REQUEST: Carry on the passage about organic agriculture and the IFOAM conference, starting right after its last sentence.

PASSAGE:
::::::

The term 'sustainable' was first used at IFOAM's first international conference in 1977, held under the slogan "Towards Sustainable Agriculture". The upcoming International Conference on Organic Agriculture (11th IFOAM Scientific Conference) in Copenhagen 11-15 August will reflect the changes currently being experienced in organic agriculture where the experimental period is giving way to an era of political and economic realism, highlighting organic production as a viable solution to world hunger.
"Conventional agriculture is a proven polluter. Environmental problems seen in industrial countries will force the change to organic methods within a short span of time. To mention just one example. The costs of purifying drinking water are far higher than the economic gains of using conventional farming methods", says Hervé la Prairie.

::::::

GIVEN INFORMATION:
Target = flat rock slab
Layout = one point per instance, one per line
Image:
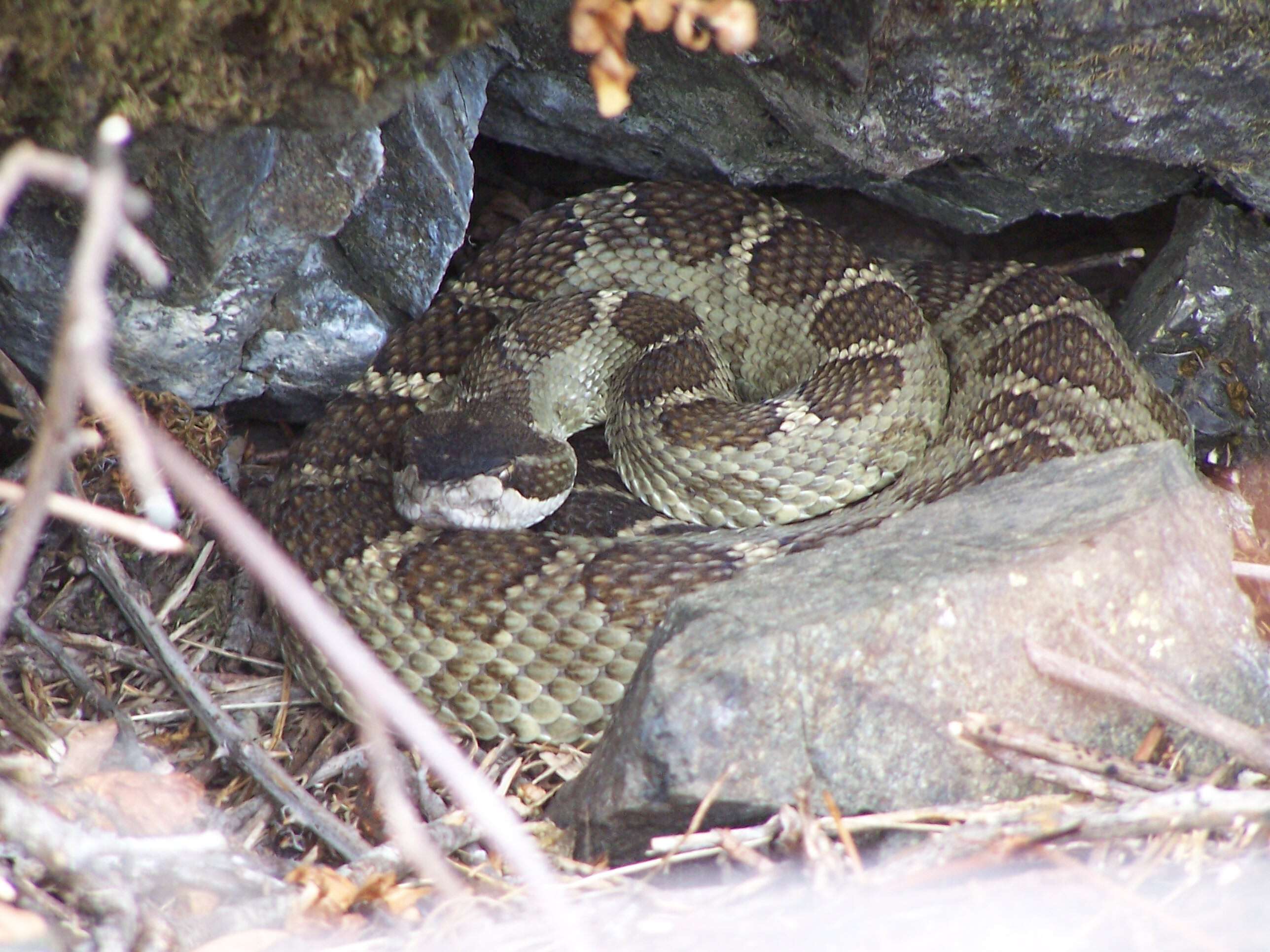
(840, 669)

::::::

RESULT OF THE EXERCISE:
The general view in industrial countries where conventional, intensive farming is prevalent is that large-scale conversion to organic farming would aggravate world hunger. Organic methods are less intensive and therefore yields in industrial countries are somewhat lower than those of conventional agriculture. "But it would be erroneous to globalise this view," says Hervé la Prairie. "In the developing countries land is farmed at a very low level of intensity and even if available, small farmers cannot afford the fertilizers and pesticides necessary for conventional agriculture. Conversion to organic methods, using recycled household waste as compost and employing other little "tricks" of organic agriculture, would increase yields dramatically. In many parts of the world organic methods are simply the only way of eradicating hunger and ensuring food for all."